#### DIRECTIONS
Print each of the rows below line for line, with no changes.

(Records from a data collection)
--- --- ---

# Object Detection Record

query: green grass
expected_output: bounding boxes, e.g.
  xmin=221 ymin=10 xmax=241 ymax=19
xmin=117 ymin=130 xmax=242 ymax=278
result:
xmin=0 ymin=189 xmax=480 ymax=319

--- --- ---

#### OUTPUT OF THE TASK
# Object Detection Record

query: green grass
expected_output: bounding boxes, e.g.
  xmin=221 ymin=10 xmax=241 ymax=19
xmin=117 ymin=130 xmax=242 ymax=278
result:
xmin=0 ymin=189 xmax=480 ymax=319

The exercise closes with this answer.